**Supplied material**
────────────────────

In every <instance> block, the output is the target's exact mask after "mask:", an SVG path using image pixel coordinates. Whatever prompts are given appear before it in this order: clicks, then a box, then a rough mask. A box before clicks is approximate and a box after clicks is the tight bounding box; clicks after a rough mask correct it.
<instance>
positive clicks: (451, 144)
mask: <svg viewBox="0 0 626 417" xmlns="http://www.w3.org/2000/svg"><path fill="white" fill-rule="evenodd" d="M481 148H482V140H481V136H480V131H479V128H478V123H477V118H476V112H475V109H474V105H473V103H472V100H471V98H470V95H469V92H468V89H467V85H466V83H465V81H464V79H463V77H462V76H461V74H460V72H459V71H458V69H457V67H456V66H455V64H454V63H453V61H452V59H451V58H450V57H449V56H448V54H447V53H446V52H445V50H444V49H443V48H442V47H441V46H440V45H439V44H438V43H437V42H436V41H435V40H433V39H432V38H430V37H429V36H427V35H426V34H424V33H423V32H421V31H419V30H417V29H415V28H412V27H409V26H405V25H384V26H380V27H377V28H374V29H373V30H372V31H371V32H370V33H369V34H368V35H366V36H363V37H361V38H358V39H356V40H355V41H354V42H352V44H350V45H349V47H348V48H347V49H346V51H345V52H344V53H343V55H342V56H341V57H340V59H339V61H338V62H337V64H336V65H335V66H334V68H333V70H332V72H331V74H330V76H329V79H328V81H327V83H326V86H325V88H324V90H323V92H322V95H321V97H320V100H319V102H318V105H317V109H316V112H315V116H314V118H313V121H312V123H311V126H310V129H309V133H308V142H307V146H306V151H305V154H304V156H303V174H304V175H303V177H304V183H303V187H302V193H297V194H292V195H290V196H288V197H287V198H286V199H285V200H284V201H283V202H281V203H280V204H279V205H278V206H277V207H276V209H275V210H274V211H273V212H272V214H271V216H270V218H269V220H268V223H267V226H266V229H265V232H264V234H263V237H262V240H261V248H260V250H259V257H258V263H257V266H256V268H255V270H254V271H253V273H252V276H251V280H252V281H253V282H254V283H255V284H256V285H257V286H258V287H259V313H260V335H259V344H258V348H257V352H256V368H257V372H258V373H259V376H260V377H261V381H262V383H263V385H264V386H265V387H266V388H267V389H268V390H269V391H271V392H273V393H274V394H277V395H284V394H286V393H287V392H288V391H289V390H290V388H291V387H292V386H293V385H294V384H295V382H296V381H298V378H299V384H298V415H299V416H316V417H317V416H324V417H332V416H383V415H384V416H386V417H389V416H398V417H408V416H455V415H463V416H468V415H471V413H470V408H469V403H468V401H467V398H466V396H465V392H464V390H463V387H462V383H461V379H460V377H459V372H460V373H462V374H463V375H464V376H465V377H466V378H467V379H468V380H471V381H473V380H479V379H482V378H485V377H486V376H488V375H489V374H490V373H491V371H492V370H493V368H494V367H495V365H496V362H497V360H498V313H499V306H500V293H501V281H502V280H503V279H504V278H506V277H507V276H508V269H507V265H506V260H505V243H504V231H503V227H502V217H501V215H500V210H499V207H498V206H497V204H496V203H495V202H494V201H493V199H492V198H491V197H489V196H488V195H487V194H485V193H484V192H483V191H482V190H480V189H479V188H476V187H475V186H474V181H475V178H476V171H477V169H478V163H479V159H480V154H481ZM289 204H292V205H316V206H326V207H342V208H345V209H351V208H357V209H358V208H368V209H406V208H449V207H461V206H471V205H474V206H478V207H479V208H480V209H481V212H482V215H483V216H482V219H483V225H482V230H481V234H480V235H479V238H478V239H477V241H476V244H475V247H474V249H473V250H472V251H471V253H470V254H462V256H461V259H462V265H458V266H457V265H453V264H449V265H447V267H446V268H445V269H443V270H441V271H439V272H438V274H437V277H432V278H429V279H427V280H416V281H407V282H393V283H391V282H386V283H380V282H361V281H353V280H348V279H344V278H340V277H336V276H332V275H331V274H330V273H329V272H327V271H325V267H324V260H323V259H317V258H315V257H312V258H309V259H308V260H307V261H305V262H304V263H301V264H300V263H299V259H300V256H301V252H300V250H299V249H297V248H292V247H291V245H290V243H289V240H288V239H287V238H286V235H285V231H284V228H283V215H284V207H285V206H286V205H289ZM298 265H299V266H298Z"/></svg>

────────────────────

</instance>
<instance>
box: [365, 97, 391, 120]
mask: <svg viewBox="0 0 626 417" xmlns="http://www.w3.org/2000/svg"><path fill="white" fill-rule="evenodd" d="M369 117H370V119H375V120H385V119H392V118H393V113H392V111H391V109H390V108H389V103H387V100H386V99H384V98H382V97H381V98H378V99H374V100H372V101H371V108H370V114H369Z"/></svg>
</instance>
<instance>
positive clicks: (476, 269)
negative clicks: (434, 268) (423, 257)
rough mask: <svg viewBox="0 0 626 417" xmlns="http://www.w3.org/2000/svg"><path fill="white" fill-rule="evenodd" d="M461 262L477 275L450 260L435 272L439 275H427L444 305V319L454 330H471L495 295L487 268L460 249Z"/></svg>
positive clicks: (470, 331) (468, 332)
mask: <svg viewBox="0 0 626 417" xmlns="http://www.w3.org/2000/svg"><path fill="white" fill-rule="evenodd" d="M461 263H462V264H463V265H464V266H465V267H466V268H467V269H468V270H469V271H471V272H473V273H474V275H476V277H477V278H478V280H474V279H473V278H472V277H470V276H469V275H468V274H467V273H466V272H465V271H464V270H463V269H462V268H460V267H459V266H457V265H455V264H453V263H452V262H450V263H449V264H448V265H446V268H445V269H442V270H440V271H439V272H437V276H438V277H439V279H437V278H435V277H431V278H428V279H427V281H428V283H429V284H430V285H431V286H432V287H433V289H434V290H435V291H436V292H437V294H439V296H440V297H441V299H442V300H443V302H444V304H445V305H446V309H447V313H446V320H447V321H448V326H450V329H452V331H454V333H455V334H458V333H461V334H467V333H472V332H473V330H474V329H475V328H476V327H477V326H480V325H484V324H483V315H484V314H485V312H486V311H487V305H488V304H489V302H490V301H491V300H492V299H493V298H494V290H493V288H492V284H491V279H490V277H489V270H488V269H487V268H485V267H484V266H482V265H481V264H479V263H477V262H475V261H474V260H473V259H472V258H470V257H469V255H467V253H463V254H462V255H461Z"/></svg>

────────────────────

**Task goal**
Search the entries for the string "rough" and copy each line where it occurs.

**Response area**
In every <instance> block, the output is the target's exact mask after "mask:", an SVG path using image pixel coordinates. Whatever prompts are given appear before it in this order: clicks, then a box, then a rough mask. A box before clicks is approximate and a box after clicks is the tight bounding box; clicks after a rough mask correct it.
rough mask: <svg viewBox="0 0 626 417" xmlns="http://www.w3.org/2000/svg"><path fill="white" fill-rule="evenodd" d="M461 262L477 275L450 260L435 272L439 275H427L444 305V319L454 330H471L495 295L487 268L460 249Z"/></svg>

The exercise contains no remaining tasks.